## PROBLEM DESCRIPTION:
Copy out every line exactly as given.

Excerpts of pointing data:

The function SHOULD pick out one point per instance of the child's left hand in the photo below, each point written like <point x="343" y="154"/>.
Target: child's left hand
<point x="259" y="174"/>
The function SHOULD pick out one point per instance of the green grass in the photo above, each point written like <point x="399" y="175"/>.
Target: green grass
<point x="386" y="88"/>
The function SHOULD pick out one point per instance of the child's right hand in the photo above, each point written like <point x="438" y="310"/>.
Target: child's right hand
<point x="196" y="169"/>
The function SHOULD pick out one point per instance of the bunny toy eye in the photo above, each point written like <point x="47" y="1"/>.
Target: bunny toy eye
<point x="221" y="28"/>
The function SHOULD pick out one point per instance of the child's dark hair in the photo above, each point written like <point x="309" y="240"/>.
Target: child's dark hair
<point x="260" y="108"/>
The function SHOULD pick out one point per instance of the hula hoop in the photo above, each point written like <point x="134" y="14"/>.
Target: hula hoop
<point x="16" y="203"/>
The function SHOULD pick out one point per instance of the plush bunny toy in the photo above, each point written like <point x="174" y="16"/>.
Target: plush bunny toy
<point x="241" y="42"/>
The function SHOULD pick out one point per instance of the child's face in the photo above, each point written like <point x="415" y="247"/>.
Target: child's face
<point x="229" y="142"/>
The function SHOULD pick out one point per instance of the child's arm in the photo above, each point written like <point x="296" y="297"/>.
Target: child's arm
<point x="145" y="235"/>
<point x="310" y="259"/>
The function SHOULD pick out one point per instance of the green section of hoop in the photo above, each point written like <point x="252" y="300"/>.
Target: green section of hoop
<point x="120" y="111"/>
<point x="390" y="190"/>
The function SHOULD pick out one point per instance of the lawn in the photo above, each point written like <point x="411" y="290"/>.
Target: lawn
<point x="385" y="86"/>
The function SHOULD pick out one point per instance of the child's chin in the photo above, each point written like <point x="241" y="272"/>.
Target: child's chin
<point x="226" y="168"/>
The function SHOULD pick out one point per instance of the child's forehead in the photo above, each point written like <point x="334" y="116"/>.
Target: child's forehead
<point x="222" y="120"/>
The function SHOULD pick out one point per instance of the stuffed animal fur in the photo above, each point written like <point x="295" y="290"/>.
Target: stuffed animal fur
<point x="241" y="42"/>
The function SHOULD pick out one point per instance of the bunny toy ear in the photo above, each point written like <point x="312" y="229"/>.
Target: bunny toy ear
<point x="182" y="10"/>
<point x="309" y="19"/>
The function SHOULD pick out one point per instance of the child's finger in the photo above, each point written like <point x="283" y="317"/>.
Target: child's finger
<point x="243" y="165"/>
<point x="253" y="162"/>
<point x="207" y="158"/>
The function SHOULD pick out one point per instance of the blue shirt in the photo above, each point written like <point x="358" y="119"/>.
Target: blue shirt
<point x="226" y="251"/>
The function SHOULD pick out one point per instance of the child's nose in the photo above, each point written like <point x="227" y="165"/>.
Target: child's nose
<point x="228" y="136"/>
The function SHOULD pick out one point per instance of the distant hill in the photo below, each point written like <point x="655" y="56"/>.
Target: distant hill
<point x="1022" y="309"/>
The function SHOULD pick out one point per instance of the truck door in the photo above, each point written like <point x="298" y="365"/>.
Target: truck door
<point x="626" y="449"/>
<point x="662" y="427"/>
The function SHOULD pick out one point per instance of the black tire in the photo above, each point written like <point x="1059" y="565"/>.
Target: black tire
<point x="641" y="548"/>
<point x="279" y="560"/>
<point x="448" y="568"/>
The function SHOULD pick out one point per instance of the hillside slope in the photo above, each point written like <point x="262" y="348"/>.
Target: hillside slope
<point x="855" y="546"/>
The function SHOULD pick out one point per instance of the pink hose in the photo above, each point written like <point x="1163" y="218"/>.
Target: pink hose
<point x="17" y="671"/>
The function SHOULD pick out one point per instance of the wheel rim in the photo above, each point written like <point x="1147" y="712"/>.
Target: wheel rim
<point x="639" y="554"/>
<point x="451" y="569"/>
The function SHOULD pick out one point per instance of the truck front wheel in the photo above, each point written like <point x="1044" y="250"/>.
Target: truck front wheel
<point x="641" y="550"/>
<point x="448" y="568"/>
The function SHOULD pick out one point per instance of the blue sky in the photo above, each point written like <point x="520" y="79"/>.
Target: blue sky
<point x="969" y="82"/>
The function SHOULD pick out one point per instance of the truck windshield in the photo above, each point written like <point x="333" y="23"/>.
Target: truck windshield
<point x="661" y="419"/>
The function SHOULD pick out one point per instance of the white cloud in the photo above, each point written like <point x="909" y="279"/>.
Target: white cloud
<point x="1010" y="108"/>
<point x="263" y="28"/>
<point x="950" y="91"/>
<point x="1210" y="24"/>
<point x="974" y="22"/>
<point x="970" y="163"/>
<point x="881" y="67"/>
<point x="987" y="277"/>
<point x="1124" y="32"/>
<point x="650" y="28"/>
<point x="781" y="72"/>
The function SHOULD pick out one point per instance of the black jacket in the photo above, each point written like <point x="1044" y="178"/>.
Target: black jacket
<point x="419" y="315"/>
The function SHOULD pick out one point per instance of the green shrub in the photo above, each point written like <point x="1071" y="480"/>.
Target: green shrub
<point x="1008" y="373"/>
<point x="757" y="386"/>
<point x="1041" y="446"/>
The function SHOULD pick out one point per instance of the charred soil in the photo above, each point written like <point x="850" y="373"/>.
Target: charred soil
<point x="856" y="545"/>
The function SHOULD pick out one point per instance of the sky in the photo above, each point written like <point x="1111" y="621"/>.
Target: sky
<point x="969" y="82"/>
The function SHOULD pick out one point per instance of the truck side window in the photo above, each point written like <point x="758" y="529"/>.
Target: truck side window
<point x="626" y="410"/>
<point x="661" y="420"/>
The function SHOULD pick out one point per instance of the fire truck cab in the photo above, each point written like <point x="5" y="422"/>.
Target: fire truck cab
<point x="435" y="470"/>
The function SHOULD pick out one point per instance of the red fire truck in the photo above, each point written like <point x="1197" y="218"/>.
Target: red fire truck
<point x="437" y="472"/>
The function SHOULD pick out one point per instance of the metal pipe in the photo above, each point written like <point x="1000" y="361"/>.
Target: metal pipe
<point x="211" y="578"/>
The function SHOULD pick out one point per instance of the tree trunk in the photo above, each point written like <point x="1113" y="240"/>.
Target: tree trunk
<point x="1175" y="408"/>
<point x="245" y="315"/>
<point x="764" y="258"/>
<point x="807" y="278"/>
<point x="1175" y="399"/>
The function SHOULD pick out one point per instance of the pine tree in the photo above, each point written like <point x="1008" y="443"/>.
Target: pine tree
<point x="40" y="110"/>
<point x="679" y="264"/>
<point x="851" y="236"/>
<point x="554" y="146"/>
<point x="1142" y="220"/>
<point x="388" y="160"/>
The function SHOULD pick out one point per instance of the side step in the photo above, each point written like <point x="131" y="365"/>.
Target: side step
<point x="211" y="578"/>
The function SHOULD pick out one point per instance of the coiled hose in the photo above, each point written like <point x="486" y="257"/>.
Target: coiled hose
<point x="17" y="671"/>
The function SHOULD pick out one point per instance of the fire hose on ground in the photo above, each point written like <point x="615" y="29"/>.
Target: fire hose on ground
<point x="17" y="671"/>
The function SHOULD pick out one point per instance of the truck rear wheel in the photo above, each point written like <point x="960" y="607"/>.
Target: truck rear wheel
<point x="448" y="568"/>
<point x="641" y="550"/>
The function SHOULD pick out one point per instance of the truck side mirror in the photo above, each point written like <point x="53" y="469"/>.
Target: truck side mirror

## OUTPUT OF THE TASK:
The function SHOULD pick out one point per instance of the child's left hand in the photo below, each point written like <point x="343" y="154"/>.
Target: child's left hand
<point x="259" y="174"/>
The function SHOULD pick out one point per instance of the green grass in the photo above, each point written like <point x="399" y="175"/>.
Target: green grass
<point x="386" y="88"/>
The function SHOULD pick out one point per instance of the child's right hand in the photo above, each point written like <point x="438" y="310"/>.
Target: child's right hand
<point x="196" y="169"/>
The function SHOULD pick out one point per instance of the bunny toy eye in the photo above, each point written like <point x="47" y="1"/>.
Target: bunny toy eye
<point x="221" y="28"/>
The function SHOULD pick out one point per instance of the child's dark hair in the photo above, each point written like <point x="309" y="240"/>.
Target: child's dark hair
<point x="260" y="108"/>
The function SHOULD pick out one point per instance of the hula hoop in the photo above, each point written like <point x="134" y="14"/>.
Target: hula hoop
<point x="16" y="203"/>
The function SHOULD pick out one point per instance of the plush bunny toy in the photo above, each point written like <point x="174" y="16"/>.
Target: plush bunny toy
<point x="241" y="42"/>
The function SHOULD pick out one point per instance of the child's face in the photo above, each point written like <point x="415" y="247"/>.
Target: child's face
<point x="229" y="142"/>
The function SHOULD pick out one point per instance of the child's arm in the photo above, each point written like <point x="296" y="297"/>.
Target: child's arm
<point x="145" y="235"/>
<point x="310" y="259"/>
The function SHOULD pick out one point per instance of the green section of hoop in the photo above, each point written like <point x="252" y="300"/>.
Target: green section of hoop
<point x="120" y="111"/>
<point x="390" y="190"/>
The function SHOULD pick out one point per instance of the lawn in the photo above, each point written like <point x="411" y="290"/>.
Target: lawn
<point x="385" y="86"/>
The function SHOULD pick out one point per instance of the child's chin in the photo above, each point written like <point x="241" y="272"/>.
Target: child's chin
<point x="226" y="168"/>
The function SHOULD pick out one point per instance of the child's forehead in the photo above, each point written like <point x="334" y="116"/>.
Target: child's forehead
<point x="222" y="120"/>
The function SHOULD pick out one point per instance of the stuffed animal fur in the photo above, each point written like <point x="295" y="290"/>.
Target: stuffed animal fur
<point x="241" y="42"/>
The function SHOULD pick out one point per instance of the bunny toy ear in the photo above, each point written like <point x="312" y="229"/>.
Target: bunny toy ear
<point x="182" y="10"/>
<point x="309" y="19"/>
The function SHOULD pick out one point per instance of the child's finger in the photo above, each point written like <point x="283" y="317"/>.
Target: child's finger
<point x="243" y="165"/>
<point x="253" y="162"/>
<point x="207" y="158"/>
The function SHOULD pick out one point per instance of the blue shirt in the photo above, each point written like <point x="358" y="119"/>.
Target: blue shirt
<point x="226" y="251"/>
The function SHOULD pick out one point per instance of the child's nose in the photo above, each point written like <point x="227" y="165"/>.
Target: child's nose
<point x="228" y="136"/>
The function SHOULD pick out one point per instance of the distant hill in the photo below, each point written like <point x="655" y="56"/>.
Target: distant hill
<point x="1022" y="309"/>
The function SHOULD pick out one point per instance of the truck door in the photo above, each point written like <point x="298" y="365"/>.
Target: truck door
<point x="626" y="449"/>
<point x="662" y="427"/>
The function SHOULD pick out one point per instance of the black tire in the photo above, each point written like <point x="1059" y="565"/>.
Target: black tire
<point x="641" y="548"/>
<point x="279" y="560"/>
<point x="448" y="568"/>
The function SHOULD pick out one point per instance of the hillside slope in the photo above, each point written like <point x="262" y="348"/>.
Target: hillside slope
<point x="855" y="546"/>
The function SHOULD pick out one point per instance of the pink hose in the photo above, each point written like <point x="1163" y="218"/>.
Target: pink hose
<point x="17" y="671"/>
The function SHOULD pick out one point per instance of the wheel rim in the photo above, each point written like <point x="1147" y="712"/>.
Target: wheel rim
<point x="639" y="554"/>
<point x="451" y="569"/>
The function SHOULD pick out one point per instance of the truck front wheel in the photo above, each point written like <point x="1044" y="250"/>.
Target: truck front wheel
<point x="641" y="550"/>
<point x="448" y="568"/>
The function SHOULD pick out one point per instance of the blue sky in the photo above, each point written like <point x="520" y="79"/>.
Target: blue sky
<point x="969" y="82"/>
The function SHOULD pick out one point per instance of the truck windshield in the photo above, each point written like <point x="333" y="23"/>.
Target: truck windshield
<point x="661" y="419"/>
The function SHOULD pick out one point per instance of the white cloud in the photo above, each point written like <point x="909" y="279"/>.
Target: white cloud
<point x="1010" y="108"/>
<point x="263" y="28"/>
<point x="950" y="91"/>
<point x="1210" y="24"/>
<point x="974" y="22"/>
<point x="970" y="163"/>
<point x="881" y="67"/>
<point x="987" y="277"/>
<point x="1124" y="32"/>
<point x="650" y="28"/>
<point x="781" y="72"/>
The function SHOULD pick out one point per instance of the black jacket in the photo above, each point written like <point x="1044" y="178"/>.
Target: black jacket
<point x="419" y="315"/>
The function SHOULD pick out one point per instance of the green shrub in the photo above, each point written like <point x="1071" y="480"/>.
Target: green shrub
<point x="1008" y="373"/>
<point x="757" y="386"/>
<point x="1041" y="446"/>
The function SHOULD pick out one point per instance of the charred soil in the photo above, each point written like <point x="850" y="373"/>.
Target: charred soil
<point x="856" y="545"/>
The function SHOULD pick out one point per instance of the sky in the photo above, each point written like <point x="1111" y="621"/>.
Target: sky
<point x="969" y="82"/>
The function SHOULD pick out one point per instance of the truck side window in the photo above, each point written like <point x="758" y="529"/>.
Target: truck side window
<point x="626" y="410"/>
<point x="661" y="420"/>
The function SHOULD pick out one point per instance of the fire truck cab in the photo above, each point written like <point x="5" y="422"/>.
Target: fire truck cab
<point x="435" y="470"/>
The function SHOULD pick out one point per instance of the red fire truck in the photo above, each point written like <point x="1197" y="218"/>.
Target: red fire truck
<point x="437" y="472"/>
The function SHOULD pick out one point per instance of the metal pipe in the photo above, each point written like <point x="1000" y="361"/>.
Target: metal pipe
<point x="211" y="578"/>
The function SHOULD pick out one point per instance of the tree trunk in the photo above, each point written like <point x="1113" y="240"/>.
Target: tree trunk
<point x="1175" y="408"/>
<point x="245" y="315"/>
<point x="764" y="258"/>
<point x="807" y="278"/>
<point x="1175" y="399"/>
The function SHOULD pick out one point per instance of the pine tree in the photo above, each point written like <point x="1008" y="443"/>.
Target: pine tree
<point x="40" y="110"/>
<point x="679" y="264"/>
<point x="851" y="236"/>
<point x="554" y="146"/>
<point x="1142" y="220"/>
<point x="388" y="160"/>
The function SHOULD pick out one point per instance of the side step in the photo above, each point written like <point x="131" y="365"/>.
Target: side step
<point x="211" y="578"/>
The function SHOULD pick out one point per instance of the coiled hose in the photo above, each point written like <point x="486" y="257"/>.
Target: coiled hose
<point x="17" y="671"/>
The function SHOULD pick out one point per instance of the fire hose on ground in the photo above, each point written like <point x="615" y="29"/>.
Target: fire hose on ground
<point x="17" y="671"/>
The function SHOULD pick out one point per instance of the truck rear wheel in the photo above, each point written like <point x="960" y="607"/>.
Target: truck rear wheel
<point x="448" y="568"/>
<point x="641" y="550"/>
The function SHOULD pick out one point per instance of the truck side mirror in the photo above, each point written like <point x="53" y="469"/>.
Target: truck side mirror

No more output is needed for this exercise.